▸ ENUNCIADO
Copia completo y sin cambios el texto sobre los aranceles de Trump de 2025 que aparece más abajo.

▸ TEXTO
########

El 4 de marzo de 2025 quedará grabado como un momento de inflexión geopolítica. Cuando Donald Trump firmó sus decretos arancelarios, no estaba simplemente modificando políticas comerciales, sino desencadenando una transformación tectónica en el equilibrio económico mundial.

Las proyecciones del Informe de Perspectivas Económicas Globales del FMI (enero 2025) son reveladoras: una contracción del crecimiento global del 1.2%, con México anticipando una caída dramática en su producto interno bruto. Pero los números son solo la superficie de un cambio más profundo: la desarticulación del orden económico internacional construido después de la Segunda Guerra Mundial.

La historia económica nos advierte sobre los peligros del proteccionismo. La Ley Smoot-Hawley de 1930 no fue un accidente, sino un capítulo trágico que profundizó la Gran Depresión. Décadas después, la guerra comercial de Trump entre 2018 y 2019 ya había dejado cicatrices: 316 mil millones de dólares en pérdidas empresariales, una reducción del 3.6% en exportaciones agrícolas y 300,000 empleos manufactureros destruidos.

Esta vez, sin embargo, el contexto global es radicalmente diferente. China no es un actor pasivo, sino el arquitecto de una nueva realidad económica. El yuan digital emerge no como una alternativa, sino como un desafío directo a la hegemonía financiera estadounidense. Mientras Wall Street observa atónita, los mercados globales se reconfiguran con una velocidad vertiginosa.

########

▸ DATOS PROPORCIONADOS
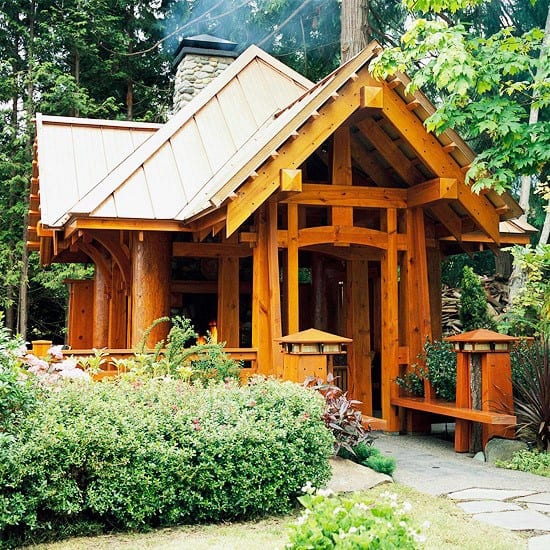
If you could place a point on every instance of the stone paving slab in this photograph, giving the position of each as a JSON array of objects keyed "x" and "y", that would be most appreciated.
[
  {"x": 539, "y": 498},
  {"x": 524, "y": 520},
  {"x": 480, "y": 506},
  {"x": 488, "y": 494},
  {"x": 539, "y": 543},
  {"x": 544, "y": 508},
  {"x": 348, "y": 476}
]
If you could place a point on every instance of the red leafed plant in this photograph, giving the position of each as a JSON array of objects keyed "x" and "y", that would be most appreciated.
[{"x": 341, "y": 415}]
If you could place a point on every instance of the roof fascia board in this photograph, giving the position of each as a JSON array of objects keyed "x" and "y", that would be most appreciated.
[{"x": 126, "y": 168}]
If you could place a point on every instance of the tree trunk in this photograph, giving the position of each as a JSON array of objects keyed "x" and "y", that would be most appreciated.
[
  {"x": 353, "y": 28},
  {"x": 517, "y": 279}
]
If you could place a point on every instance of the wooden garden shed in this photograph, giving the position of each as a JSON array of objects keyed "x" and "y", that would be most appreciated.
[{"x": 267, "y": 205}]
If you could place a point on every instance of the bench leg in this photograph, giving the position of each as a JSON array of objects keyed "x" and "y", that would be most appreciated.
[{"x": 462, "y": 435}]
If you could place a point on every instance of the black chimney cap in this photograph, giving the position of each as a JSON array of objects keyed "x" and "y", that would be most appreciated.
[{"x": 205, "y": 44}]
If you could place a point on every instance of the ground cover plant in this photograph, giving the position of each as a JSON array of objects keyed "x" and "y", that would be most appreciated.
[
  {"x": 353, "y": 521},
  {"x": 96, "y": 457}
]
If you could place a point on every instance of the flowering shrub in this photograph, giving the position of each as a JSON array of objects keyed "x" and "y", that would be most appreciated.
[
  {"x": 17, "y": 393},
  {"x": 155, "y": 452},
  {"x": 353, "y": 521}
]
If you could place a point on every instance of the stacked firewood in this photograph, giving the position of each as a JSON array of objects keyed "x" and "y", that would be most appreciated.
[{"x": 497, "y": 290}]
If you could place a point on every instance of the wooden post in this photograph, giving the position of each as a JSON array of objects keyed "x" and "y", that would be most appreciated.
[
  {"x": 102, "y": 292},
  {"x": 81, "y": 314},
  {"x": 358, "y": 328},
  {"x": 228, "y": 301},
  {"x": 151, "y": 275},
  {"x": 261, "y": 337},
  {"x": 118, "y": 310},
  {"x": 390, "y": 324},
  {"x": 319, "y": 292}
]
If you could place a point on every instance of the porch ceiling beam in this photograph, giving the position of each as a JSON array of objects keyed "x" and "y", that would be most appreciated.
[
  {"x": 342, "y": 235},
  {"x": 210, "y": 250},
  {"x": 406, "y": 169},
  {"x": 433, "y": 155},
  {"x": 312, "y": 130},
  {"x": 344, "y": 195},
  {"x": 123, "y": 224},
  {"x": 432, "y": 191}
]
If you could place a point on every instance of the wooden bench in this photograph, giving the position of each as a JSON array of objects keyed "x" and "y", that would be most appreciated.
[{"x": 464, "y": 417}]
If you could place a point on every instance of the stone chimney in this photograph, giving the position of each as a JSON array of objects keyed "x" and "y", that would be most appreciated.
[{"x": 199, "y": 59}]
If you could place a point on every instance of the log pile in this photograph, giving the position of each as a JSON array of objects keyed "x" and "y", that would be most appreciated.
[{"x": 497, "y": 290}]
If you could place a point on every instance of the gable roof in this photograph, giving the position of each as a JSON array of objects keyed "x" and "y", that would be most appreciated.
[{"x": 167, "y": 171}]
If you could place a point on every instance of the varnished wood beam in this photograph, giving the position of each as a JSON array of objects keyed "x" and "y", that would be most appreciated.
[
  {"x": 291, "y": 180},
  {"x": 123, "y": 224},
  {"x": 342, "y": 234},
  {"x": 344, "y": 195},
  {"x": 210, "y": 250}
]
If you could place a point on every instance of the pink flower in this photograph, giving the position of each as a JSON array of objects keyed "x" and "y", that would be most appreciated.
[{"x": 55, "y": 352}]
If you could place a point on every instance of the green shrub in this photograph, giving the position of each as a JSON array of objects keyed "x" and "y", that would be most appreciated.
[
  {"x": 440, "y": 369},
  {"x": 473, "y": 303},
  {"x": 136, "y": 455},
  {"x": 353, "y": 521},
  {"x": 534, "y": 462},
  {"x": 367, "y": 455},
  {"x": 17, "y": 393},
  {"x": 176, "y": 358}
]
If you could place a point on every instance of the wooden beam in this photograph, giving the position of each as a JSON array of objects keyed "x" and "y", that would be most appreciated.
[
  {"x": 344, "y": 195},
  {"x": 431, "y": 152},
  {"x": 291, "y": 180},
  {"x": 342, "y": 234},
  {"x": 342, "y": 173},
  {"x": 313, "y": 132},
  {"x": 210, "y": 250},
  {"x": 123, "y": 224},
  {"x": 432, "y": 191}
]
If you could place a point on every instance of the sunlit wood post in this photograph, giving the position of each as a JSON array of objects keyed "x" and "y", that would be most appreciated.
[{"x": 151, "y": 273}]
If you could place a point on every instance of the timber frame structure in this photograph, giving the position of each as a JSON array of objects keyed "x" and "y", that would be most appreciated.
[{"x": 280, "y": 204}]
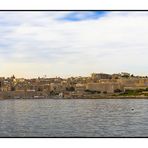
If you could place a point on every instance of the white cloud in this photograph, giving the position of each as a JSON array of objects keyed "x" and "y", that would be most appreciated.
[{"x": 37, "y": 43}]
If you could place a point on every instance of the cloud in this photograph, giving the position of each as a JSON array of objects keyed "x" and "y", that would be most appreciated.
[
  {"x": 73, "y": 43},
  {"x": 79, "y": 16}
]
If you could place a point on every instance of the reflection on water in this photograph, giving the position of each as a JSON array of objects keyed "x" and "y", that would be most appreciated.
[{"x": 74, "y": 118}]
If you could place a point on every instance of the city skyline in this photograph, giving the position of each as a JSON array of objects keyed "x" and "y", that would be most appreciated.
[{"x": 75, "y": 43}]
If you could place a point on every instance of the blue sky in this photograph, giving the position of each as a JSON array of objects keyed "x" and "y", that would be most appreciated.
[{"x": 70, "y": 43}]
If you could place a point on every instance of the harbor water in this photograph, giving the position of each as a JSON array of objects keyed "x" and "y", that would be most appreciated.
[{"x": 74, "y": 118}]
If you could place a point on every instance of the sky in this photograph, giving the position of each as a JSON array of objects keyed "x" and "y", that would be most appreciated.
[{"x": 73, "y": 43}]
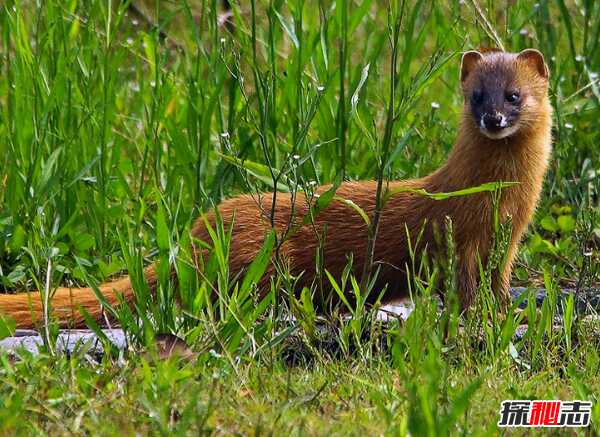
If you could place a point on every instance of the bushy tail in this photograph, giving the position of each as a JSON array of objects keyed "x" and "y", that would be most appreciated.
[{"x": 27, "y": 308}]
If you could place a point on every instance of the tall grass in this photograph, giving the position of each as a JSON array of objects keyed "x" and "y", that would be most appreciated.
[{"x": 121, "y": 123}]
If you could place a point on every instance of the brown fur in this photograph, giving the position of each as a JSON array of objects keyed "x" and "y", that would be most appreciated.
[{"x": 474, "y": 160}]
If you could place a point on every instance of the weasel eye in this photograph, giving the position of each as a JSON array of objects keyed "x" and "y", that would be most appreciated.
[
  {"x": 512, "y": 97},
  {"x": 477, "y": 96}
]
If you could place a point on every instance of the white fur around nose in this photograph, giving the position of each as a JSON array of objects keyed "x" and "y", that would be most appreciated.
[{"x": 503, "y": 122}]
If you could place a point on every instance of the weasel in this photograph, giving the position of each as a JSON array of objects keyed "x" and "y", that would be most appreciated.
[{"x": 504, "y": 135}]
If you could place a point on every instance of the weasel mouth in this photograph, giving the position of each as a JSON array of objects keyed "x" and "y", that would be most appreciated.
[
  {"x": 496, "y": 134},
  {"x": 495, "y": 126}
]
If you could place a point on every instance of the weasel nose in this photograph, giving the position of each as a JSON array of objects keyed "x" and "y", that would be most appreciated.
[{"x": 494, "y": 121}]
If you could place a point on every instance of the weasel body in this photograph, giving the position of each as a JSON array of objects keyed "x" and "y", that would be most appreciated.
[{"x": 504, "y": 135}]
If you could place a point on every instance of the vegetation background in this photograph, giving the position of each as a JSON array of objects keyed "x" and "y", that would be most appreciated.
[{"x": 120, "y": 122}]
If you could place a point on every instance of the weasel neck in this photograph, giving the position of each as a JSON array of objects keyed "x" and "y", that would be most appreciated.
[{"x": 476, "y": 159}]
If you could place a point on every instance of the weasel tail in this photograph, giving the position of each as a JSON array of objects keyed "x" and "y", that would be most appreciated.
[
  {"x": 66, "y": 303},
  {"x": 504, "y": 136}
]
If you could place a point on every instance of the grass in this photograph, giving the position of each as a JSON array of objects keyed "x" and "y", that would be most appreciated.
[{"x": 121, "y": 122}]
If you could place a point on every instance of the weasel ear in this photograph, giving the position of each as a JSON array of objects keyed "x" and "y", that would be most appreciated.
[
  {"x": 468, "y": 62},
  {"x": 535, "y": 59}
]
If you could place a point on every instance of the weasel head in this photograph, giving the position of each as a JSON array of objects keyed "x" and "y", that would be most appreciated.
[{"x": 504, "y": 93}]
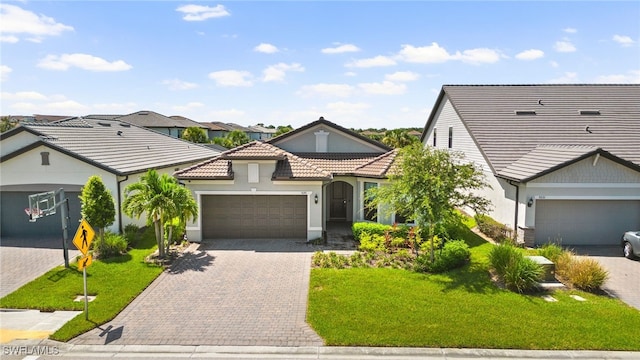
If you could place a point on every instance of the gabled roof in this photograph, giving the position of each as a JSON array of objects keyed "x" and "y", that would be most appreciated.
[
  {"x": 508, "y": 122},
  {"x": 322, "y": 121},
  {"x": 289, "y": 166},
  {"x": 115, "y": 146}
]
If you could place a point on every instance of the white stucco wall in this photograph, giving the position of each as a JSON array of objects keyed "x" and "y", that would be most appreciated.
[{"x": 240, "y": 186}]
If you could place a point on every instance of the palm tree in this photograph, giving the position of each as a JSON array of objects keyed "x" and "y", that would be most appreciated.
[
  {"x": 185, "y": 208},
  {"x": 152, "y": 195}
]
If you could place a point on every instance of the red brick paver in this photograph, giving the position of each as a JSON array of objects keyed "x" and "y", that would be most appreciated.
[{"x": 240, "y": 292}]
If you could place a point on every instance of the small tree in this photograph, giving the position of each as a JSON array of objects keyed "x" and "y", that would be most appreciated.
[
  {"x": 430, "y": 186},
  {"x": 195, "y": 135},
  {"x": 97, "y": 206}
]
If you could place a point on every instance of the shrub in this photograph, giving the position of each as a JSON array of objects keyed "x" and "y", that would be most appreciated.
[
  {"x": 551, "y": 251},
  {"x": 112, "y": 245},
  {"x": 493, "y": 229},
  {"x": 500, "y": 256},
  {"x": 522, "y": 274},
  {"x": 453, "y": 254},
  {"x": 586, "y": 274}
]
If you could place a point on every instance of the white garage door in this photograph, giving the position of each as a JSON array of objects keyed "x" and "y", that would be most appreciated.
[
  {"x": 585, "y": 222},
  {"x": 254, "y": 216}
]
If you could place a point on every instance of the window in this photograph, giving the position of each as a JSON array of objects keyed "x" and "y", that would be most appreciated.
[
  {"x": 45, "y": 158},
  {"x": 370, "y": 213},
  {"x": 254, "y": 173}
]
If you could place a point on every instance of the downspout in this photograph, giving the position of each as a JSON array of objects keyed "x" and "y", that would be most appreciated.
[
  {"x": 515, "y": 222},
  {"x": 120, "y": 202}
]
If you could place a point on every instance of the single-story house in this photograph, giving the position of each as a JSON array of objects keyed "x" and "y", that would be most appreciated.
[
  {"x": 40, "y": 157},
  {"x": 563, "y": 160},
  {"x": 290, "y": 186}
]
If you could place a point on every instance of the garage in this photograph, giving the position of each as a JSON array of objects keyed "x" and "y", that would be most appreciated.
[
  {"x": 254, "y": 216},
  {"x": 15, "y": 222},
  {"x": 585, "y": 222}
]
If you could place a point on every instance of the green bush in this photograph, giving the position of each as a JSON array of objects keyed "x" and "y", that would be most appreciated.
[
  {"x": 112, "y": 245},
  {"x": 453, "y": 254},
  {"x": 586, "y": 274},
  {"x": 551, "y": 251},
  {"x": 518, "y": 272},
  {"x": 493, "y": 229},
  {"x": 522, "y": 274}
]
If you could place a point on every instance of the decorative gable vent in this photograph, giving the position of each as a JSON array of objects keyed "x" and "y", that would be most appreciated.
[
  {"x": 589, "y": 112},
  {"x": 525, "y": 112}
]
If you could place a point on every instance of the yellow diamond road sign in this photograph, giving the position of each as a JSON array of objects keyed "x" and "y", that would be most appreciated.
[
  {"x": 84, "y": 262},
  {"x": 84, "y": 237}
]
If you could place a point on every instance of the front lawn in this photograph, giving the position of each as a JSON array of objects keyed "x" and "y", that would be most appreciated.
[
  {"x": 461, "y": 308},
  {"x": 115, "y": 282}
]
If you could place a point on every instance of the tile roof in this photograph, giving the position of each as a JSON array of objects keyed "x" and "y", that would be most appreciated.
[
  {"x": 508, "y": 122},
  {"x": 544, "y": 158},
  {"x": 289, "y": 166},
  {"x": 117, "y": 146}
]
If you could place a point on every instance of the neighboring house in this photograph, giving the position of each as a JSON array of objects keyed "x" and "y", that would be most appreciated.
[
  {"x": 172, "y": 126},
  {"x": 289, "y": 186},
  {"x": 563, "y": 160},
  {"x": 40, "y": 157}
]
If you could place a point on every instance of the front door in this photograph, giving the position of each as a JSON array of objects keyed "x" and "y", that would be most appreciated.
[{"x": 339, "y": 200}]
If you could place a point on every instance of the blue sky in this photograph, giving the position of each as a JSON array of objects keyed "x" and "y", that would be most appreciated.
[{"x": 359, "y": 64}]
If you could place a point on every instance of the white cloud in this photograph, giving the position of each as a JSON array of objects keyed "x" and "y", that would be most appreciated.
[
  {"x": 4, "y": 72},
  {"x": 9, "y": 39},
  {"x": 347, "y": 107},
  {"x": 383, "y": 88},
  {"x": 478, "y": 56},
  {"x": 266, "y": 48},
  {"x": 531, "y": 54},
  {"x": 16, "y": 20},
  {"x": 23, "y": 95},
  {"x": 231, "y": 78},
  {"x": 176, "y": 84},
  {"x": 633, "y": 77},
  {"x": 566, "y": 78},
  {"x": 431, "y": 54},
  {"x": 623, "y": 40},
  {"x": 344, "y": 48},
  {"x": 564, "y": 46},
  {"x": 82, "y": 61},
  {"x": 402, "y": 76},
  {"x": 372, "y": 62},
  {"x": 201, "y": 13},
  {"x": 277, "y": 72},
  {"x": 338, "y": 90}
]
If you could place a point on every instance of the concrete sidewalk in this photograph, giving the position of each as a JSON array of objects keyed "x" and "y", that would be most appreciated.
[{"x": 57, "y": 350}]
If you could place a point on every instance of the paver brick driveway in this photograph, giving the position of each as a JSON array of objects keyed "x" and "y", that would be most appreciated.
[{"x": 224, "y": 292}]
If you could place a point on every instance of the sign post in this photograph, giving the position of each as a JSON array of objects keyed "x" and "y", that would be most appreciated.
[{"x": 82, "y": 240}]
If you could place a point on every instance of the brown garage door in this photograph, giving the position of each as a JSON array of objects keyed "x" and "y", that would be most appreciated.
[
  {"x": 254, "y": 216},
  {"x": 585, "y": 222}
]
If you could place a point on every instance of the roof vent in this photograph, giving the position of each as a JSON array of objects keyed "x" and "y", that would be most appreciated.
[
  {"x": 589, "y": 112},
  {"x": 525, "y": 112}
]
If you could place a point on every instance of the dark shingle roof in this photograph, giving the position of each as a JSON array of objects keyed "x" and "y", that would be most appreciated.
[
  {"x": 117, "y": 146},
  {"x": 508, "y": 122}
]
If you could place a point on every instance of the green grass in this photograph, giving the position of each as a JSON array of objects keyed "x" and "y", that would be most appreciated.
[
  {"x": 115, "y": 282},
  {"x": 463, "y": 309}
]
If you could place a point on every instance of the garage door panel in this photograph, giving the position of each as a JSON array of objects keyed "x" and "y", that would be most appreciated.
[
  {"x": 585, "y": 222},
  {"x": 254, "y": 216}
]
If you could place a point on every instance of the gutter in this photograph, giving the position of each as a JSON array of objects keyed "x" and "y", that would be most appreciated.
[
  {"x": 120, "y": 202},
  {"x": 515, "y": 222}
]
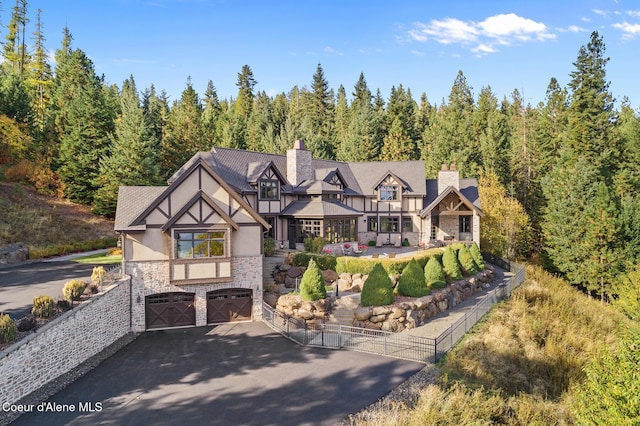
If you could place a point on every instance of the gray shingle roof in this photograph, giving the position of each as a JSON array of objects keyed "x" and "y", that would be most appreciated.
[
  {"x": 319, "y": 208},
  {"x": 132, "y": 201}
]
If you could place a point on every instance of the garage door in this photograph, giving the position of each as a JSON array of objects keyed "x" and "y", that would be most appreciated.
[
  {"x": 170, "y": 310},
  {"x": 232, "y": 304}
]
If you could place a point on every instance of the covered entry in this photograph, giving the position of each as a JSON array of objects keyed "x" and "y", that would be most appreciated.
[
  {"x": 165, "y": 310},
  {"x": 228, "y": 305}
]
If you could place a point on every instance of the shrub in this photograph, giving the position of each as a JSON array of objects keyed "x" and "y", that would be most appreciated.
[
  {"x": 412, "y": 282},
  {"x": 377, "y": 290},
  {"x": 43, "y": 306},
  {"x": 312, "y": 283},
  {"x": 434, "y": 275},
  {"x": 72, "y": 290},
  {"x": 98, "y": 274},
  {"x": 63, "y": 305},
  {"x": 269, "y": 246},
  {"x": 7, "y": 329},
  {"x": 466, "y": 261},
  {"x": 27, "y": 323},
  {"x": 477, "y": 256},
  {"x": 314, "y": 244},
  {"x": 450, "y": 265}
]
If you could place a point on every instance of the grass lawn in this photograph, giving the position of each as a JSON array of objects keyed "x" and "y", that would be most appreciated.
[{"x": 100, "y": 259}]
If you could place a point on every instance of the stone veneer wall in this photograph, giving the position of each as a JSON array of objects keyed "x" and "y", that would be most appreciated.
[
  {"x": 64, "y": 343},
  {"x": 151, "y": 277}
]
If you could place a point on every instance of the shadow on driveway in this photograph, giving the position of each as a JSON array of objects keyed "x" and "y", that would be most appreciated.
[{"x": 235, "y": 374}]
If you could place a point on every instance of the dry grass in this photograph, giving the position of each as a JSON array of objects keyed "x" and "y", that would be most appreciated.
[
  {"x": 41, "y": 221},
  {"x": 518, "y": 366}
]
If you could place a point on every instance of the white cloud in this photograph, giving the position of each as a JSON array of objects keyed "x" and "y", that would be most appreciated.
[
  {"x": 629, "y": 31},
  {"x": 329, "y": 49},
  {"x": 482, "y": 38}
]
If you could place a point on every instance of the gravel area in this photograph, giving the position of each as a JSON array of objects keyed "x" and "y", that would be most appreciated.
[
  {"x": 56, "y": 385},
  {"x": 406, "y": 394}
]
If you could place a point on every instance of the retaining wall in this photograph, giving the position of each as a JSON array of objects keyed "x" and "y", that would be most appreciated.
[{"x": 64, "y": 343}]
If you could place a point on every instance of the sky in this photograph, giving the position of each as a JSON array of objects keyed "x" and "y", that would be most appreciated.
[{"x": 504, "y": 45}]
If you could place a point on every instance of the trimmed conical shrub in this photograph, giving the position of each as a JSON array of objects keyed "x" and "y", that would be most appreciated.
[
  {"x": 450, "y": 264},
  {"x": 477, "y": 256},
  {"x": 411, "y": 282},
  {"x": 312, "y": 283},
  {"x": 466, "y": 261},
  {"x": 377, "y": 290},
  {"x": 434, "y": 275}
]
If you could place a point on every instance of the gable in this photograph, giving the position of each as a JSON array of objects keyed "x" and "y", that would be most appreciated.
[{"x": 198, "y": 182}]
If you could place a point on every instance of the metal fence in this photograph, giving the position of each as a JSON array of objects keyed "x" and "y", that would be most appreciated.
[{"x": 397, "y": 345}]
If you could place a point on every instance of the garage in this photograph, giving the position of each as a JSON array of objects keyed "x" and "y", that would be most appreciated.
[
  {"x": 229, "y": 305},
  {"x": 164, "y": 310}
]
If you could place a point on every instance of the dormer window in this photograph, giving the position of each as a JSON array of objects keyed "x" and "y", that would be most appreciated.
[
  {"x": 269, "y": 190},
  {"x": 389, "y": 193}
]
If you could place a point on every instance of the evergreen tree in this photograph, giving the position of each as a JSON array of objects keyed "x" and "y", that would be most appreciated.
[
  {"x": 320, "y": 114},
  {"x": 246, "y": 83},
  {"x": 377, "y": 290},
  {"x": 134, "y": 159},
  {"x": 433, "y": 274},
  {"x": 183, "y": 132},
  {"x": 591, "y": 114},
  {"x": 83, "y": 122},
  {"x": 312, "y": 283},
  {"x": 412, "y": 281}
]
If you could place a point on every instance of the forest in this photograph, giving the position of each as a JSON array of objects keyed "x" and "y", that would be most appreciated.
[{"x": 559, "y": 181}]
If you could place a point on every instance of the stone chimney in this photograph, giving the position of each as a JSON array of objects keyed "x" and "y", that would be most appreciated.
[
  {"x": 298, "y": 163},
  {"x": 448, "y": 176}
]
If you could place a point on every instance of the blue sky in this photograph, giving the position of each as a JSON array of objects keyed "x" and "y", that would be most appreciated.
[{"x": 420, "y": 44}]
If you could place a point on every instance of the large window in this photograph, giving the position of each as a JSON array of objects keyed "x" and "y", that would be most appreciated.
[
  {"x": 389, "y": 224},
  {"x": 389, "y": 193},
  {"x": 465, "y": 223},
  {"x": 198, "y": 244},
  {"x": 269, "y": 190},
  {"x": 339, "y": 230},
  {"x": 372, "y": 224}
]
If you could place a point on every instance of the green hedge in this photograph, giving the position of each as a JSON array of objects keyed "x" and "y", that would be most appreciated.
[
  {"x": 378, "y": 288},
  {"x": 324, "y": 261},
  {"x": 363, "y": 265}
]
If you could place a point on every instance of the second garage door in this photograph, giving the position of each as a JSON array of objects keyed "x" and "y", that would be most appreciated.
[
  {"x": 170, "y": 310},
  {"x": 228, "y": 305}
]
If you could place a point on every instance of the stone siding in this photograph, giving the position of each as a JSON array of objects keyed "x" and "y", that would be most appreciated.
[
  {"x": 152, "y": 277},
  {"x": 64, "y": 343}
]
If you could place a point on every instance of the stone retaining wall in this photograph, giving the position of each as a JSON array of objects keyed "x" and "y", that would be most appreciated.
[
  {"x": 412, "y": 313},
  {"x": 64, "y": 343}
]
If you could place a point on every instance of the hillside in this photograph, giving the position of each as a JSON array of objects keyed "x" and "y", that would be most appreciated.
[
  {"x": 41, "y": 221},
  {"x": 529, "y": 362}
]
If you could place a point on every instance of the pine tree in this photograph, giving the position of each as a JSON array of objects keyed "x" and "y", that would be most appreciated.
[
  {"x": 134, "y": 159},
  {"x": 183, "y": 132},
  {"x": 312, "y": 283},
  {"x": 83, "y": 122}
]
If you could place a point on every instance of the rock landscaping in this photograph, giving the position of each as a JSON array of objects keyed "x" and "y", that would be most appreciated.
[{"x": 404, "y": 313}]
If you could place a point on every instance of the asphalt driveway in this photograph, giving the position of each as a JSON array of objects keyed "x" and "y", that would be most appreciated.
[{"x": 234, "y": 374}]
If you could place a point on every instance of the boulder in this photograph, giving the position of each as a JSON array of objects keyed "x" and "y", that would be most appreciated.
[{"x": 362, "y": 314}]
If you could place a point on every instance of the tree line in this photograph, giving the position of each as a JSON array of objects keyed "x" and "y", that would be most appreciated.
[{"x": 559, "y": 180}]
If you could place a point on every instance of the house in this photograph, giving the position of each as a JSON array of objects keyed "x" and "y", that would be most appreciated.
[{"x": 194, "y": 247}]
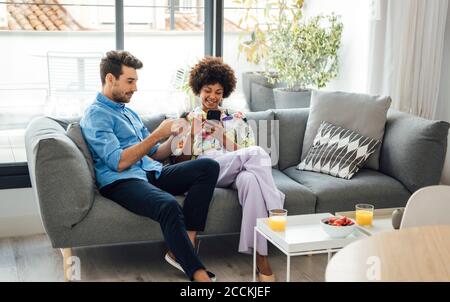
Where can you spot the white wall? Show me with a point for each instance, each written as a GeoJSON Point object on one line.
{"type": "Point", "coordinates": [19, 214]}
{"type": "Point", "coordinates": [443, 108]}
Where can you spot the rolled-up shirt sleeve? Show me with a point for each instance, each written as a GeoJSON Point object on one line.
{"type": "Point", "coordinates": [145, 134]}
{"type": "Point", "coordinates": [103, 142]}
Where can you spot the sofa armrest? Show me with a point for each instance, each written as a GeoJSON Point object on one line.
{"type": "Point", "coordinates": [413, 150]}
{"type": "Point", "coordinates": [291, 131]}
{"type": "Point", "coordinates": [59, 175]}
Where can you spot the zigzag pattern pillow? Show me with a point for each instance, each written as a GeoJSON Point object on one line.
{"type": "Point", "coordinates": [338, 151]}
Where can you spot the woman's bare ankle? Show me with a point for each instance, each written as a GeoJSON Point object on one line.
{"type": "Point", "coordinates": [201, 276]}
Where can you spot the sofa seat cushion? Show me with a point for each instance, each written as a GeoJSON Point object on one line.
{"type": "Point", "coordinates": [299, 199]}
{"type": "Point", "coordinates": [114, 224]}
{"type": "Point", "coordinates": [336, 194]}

########

▸ RESPUESTA
El 4 de marzo de 2025 quedará grabado como un momento de inflexión geopolítica. Cuando Donald Trump firmó sus decretos arancelarios, no estaba simplemente modificando políticas comerciales, sino desencadenando una transformación tectónica en el equilibrio económico mundial.

Las proyecciones del Informe de Perspectivas Económicas Globales del FMI (enero 2025) son reveladoras: una contracción del crecimiento global del 1.2%, con México anticipando una caída dramática en su producto interno bruto. Pero los números son solo la superficie de un cambio más profundo: la desarticulación del orden económico internacional construido después de la Segunda Guerra Mundial.

La historia económica nos advierte sobre los peligros del proteccionismo. La Ley Smoot-Hawley de 1930 no fue un accidente, sino un capítulo trágico que profundizó la Gran Depresión. Décadas después, la guerra comercial de Trump entre 2018 y 2019 ya había dejado cicatrices: 316 mil millones de dólares en pérdidas empresariales, una reducción del 3.6% en exportaciones agrícolas y 300,000 empleos manufactureros destruidos.

Esta vez, sin embargo, el contexto global es radicalmente diferente. China no es un actor pasivo, sino el arquitecto de una nueva realidad económica. El yuan digital emerge no como una alternativa, sino como un desafío directo a la hegemonía financiera estadounidense. Mientras Wall Street observa atónita, los mercados globales se reconfiguran con una velocidad vertiginosa.